That was my first and only manic episode. It scared the hell out of me. I smelt things that weren't there. I communicated in sign language for over a week. I didn't recognise my boyfriends face. Nothing that I can remember would make me want to go through that again.
Since November, I have been diagnosed 'properly' with bi - polar and was admitted into hospital for 6 weeks (March 2002) whilst they monitored me and put me on medication. I had a depressive episode in hospital, preceded by dreadful anxiety. Depression knocked me for six. Couldn't move, eat, sleep, cry, couldn't get up to clean my teeth or wash in my lower moments but the anxiety was worse. Waking up already anxious, and then every single thought being clouded by it. Hours go by and you can't recall what you're thinking you just know you're thinking the same thoughts over and over again. My endless thoughts were, "I'm never going to get well. Nothing is going to make me feel any better. I'm going to be like this forever."
Now I know different. It doesn't have to be like it forever. Thanks to anti-depressants and a mood stabiliser I am now back at work part time and taking things really slowly. My mother and boyfriend have educated themselves well enough to recognise the signs the next time they suspect that I might be going high - I'm trying to keep a mood diary to see if I'll be able to spot the signs myself; I expect they'll be hard to see since I'm generally a very excitable person anyway and the last time I went high I was halfway across the world removed from my normal environment but I'm doing my best to learn about the illness.
I've joined the Manic Depression Fellowship and am attending their monthly meetings. I've read a couple of books. I'm telling close friends what they can expect from my 'highs' and my 'lows'. I slowly learning that this is just something that I'll have to learn to live with but it isn't an illness that defines me. I am Emma suffering from bi-polar....I am not 'Emma the Manic Depressive'.
I'm only 27...I could have done without this, to be perfectly honest. But hey, what doesn't kill us makes us stronger, right?

▸ Data supplied:
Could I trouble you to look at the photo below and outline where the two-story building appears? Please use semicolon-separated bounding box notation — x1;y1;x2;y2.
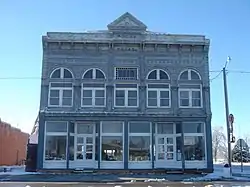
38;13;213;171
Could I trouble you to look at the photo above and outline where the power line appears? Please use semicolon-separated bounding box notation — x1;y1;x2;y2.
0;70;250;81
210;70;222;82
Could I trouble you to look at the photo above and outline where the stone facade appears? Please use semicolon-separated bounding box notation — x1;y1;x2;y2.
38;13;212;170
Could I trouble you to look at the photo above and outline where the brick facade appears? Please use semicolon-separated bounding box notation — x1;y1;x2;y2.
0;121;29;166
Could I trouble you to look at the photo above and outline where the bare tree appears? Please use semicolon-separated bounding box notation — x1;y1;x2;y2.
212;127;227;161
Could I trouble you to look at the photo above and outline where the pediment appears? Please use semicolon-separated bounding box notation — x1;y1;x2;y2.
108;12;147;31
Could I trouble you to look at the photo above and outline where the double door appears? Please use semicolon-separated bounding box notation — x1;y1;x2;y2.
156;135;176;161
75;135;95;162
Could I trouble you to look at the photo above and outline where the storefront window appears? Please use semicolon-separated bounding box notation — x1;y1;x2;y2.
129;122;151;161
183;122;205;161
184;136;205;160
101;136;123;161
157;123;174;134
44;121;68;161
45;135;67;160
129;136;151;161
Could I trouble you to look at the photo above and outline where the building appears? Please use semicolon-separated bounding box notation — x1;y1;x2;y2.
0;119;29;166
38;13;213;171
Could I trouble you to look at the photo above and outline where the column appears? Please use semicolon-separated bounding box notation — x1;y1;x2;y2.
123;121;129;169
95;121;101;169
151;122;156;169
37;112;45;169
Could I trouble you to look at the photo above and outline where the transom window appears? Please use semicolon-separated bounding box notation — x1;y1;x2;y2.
48;83;73;107
115;84;138;107
179;69;201;80
179;84;202;108
115;68;138;80
82;83;106;107
179;69;203;108
147;84;171;108
50;68;73;79
83;68;105;79
147;69;169;80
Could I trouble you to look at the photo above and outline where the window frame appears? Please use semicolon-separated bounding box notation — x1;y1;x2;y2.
146;83;171;108
178;84;203;108
182;121;207;163
128;121;153;163
48;82;74;108
43;121;69;163
81;83;107;108
114;83;139;108
82;68;106;80
114;67;139;81
99;120;125;163
146;69;170;81
178;68;202;81
49;67;74;79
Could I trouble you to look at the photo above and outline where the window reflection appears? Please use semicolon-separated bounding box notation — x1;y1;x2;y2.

▸ Questions to answer:
**A.** In the account of living with bipolar disorder, copy the passage starting with "That was my" and going on through "through that again.".
**B.** In the account of living with bipolar disorder, list everything the writer says depression left them unable to do.

▸ Task results:
**A.**
That was my first and only manic episode. It scared the hell out of me. I smelt things that weren't there. I communicated in sign language for over a week. I didn't recognise my boyfriends face. Nothing that I can remember would make me want to go through that again.

**B.**
- Move
- Eat
- Sleep
- Cry
- Get up to clean their teeth or wash (in their lower moments)